>>>
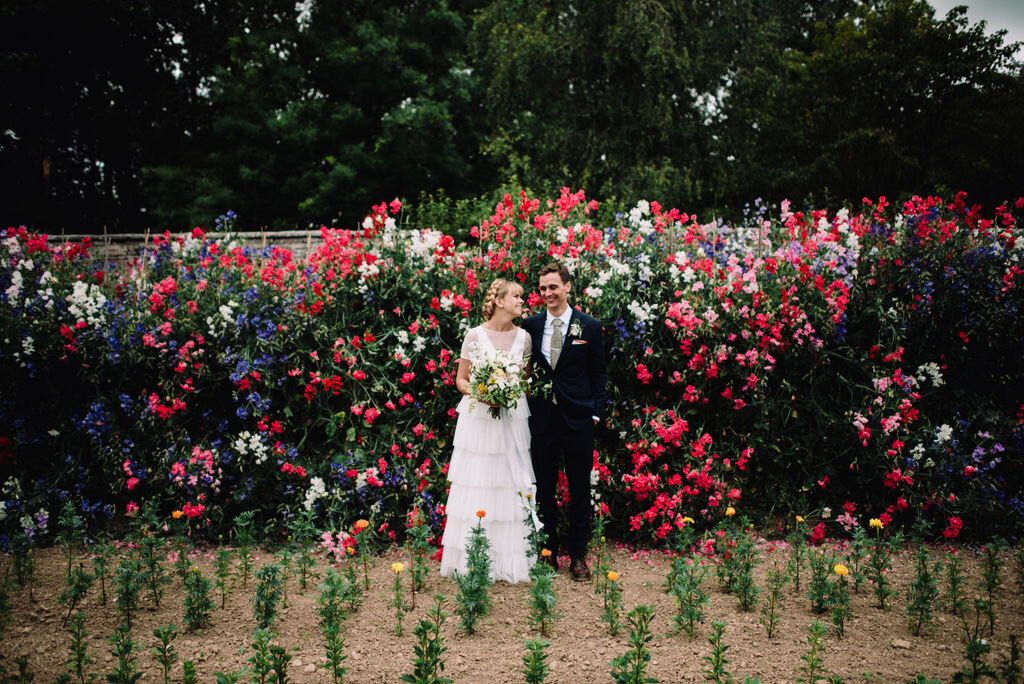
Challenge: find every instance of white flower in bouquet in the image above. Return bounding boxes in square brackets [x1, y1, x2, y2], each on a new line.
[467, 343, 528, 419]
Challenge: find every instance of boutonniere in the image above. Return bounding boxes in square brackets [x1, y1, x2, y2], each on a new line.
[568, 320, 583, 338]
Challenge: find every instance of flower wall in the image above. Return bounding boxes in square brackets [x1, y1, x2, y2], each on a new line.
[1, 190, 1021, 547]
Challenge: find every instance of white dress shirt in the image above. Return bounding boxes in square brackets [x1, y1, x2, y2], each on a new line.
<<<
__Activity__.
Every entry above should come back exactly as written, except for its pictures.

__Written response__.
Challenge: find every instance of white flower in bouquet in the image above. Return bounding boxes in square brackets [x1, y1, x2, y2], each on a new line.
[467, 343, 528, 419]
Challenge: find every instance of boutonniere in the image above. Return bounding boxes in square brackets [x1, y1, x2, y2], each on a new line.
[568, 320, 583, 338]
Challenge: find every instance of flower wall in the image above. Return bounding boxes in square brackets [x1, y1, x2, y2], each on a new line.
[1, 190, 1021, 547]
Challenge: find every instance of white dress shirt in the image above. Return bounding boxes in square brackets [x1, y1, x2, y2], each on a new line.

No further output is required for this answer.